> _TEXT PASSAGE_:
Has the Christmas classic “Groundhog Day” just got real for retailers facing a second lockdown?
In the film Groundhog Day a hapless weather forecaster, Phil Connors, finds himself reliving the same day over and over again in a small town in Western Pennsylvania named Punxsutawney.
Ultimately Connors, played by actor Bill Murray, after initially being driven to despair over the repetition resolves to use his knowledge of what happens in the town on that day to create the best possible version of it, for both himself and others.
So the question is, will retailers contemplating the second lockdown approach it in the same way as before, or learning from the previous iteration will they make the second experience a better version of the first for all stakeholders?
For many the challenges will seem familiar. However, this lockdown is not as extensive as the previous one with non-essential retail remaining open for delivery to customers and click-and-collect.
Last time it emerged that an unexpectedly high number of stores were no longer feasible under a lockdown regime. However, this time around risk departments will have learned from previous experiences and more readily identify those stores that are not feasible. And restrictions under the second lockdown may not be as debilitating for some stores, especially where the property can potentially operate click and collect or customer delivery, or go dark to meet regional demand driven through online sales.
Inevitably some sites simply will not be able to operate under the new rules. However, if you are in a situation where closing premises is the only option, think long and hard about what the lasting image of your brand will be on the high street. Boarded up stores with paper hanging from windows and mountains of debris and graffiti are not going to make a good impression on shoppers. You could simply be storing up trouble for when you re-open in four weeks’ time.

> _THE DATA_:
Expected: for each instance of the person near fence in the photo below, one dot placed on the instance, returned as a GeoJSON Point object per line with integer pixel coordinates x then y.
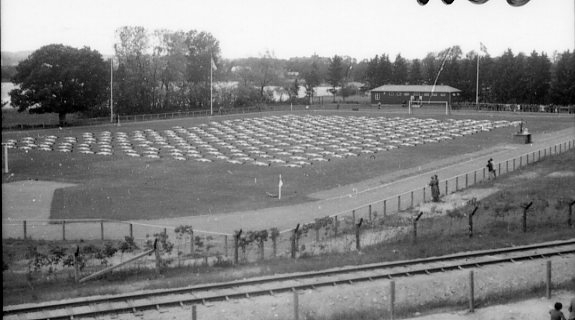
{"type": "Point", "coordinates": [490, 168]}
{"type": "Point", "coordinates": [556, 313]}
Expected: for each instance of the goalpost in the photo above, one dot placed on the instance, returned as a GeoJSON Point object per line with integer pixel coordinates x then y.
{"type": "Point", "coordinates": [417, 104]}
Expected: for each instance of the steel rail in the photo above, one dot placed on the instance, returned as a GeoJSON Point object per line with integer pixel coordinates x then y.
{"type": "Point", "coordinates": [132, 305]}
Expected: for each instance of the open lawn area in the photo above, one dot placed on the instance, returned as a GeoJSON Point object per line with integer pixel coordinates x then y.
{"type": "Point", "coordinates": [124, 187]}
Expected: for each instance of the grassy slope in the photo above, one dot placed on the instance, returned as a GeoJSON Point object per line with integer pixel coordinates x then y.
{"type": "Point", "coordinates": [124, 188]}
{"type": "Point", "coordinates": [514, 190]}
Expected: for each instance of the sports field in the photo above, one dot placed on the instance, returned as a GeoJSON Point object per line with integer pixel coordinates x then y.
{"type": "Point", "coordinates": [190, 167]}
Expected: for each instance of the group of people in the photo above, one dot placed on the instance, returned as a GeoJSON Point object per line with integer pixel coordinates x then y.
{"type": "Point", "coordinates": [557, 314]}
{"type": "Point", "coordinates": [434, 184]}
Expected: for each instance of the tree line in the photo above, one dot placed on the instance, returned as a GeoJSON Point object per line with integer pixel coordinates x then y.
{"type": "Point", "coordinates": [164, 71]}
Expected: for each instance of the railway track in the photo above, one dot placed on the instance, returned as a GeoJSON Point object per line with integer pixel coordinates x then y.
{"type": "Point", "coordinates": [137, 302]}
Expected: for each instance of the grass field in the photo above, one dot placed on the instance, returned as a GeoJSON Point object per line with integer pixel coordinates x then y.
{"type": "Point", "coordinates": [118, 187]}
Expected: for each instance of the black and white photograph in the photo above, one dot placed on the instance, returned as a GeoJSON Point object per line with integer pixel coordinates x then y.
{"type": "Point", "coordinates": [288, 160]}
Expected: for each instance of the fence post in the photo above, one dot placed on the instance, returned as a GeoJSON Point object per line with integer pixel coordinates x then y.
{"type": "Point", "coordinates": [336, 222]}
{"type": "Point", "coordinates": [525, 208]}
{"type": "Point", "coordinates": [548, 279]}
{"type": "Point", "coordinates": [236, 245]}
{"type": "Point", "coordinates": [76, 266]}
{"type": "Point", "coordinates": [357, 235]}
{"type": "Point", "coordinates": [158, 258]}
{"type": "Point", "coordinates": [226, 244]}
{"type": "Point", "coordinates": [294, 242]}
{"type": "Point", "coordinates": [569, 223]}
{"type": "Point", "coordinates": [295, 305]}
{"type": "Point", "coordinates": [384, 207]}
{"type": "Point", "coordinates": [471, 293]}
{"type": "Point", "coordinates": [370, 212]}
{"type": "Point", "coordinates": [392, 300]}
{"type": "Point", "coordinates": [471, 221]}
{"type": "Point", "coordinates": [415, 226]}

> _WHAT THIS EXERCISE ASKS_:
a – According to the retail lockdown article, in which town does Phil Connors relive the same day?
b – Write out the passage of the retail lockdown article starting at "Ultimately Connors, played" and ending at "customers and click-and-collect.".
c – Extend the retail lockdown article from its final sentence onward.

> _ANSWERS GIVEN_:
a – Punxsutawney, in Western Pennsylvania.

b –
Ultimately Connors, played by actor Bill Murray, after initially being driven to despair over the repetition resolves to use his knowledge of what happens in the town on that day to create the best possible version of it, for both himself and others.
So the question is, will retailers contemplating the second lockdown approach it in the same way as before, or learning from the previous iteration will they make the second experience a better version of the first for all stakeholders?
For many the challenges will seem familiar. However, this lockdown is not as extensive as the previous one with non-essential retail remaining open for delivery to customers and click-and-collect.

c –
Where stores are remaining open, it is vital that you continue to provide shoppers with a Covid secure customer journey. Of course, retailers have been operating these environments for some months. However, some stores can expect to suddenly experience huge demand if panic buying sets in and that, coupled with seasonal demand could put extra strain on queuing systems, social distancing measures and click and collect infrastructure.
Returns space will be a huge issue. Online is expected to go crazy owing to a combination of physical shopping restrictions that push shoppers online plus seasonal sales and demand. It is fair to say that a month’s worth of returns added to the seasonal demand of shoppers, when finally they can go out and shop, is going to create significant problems in terms of sheer numbers of people and quantity of goods. Not only do customers need a Covid safe journey, but all of those returns need to be quarantined then inspected and returned to stock with customers suitably credited. This is going to be a major challenge as we emerge from lockdown.
There will also be an increased opportunity for fraud associated with online as a result of increased volumes of transactions. For example, customers calling to claim items were missing from shipments. We have new technology that uses the receipt to instantly check back to the pick note, a video of the order being picked and sealed and despatch. This kind of innovative technology is going to be hugely important in mitigating risk of criminal loss in the future.
When lockdown was first introduced it was at a point where retailers were expecting Summer stock and were moving the last of their Spring stock to make way for it. This time we have the dual pressures of Winter stock and the Festive Season. Chances are that retailers have more stock in their warehouses right now than at any other point on the calendar. And that means the potential for stock loss is greater than at any time, either through theft, damage or administrative error.
So please make sure that your systems are in place for monitoring closed premises rammed to the rafters with stock. Do you have three local keyholders and do they actually have keys and codes. Are they contactable and have you checked with your third party security provider that the alarms are linking to the relevant monitoring stations/emergency services as you think they are and as they should be. Last time we were plagued by alarm situations with no keyholder available.
Lockdown is not all about challenges and threats. It is about opportunities too. Those retailers that have historically enjoyed significant market share through excellent instore retailing do not necessarily have the ability to provide the same experience online. And even if they do, can their systems cope with increased demand and still afford their customers the consumer experience they expect? Lockdown could again be a great opportunity for some retailers to steal a march on competitors better used to offline channels.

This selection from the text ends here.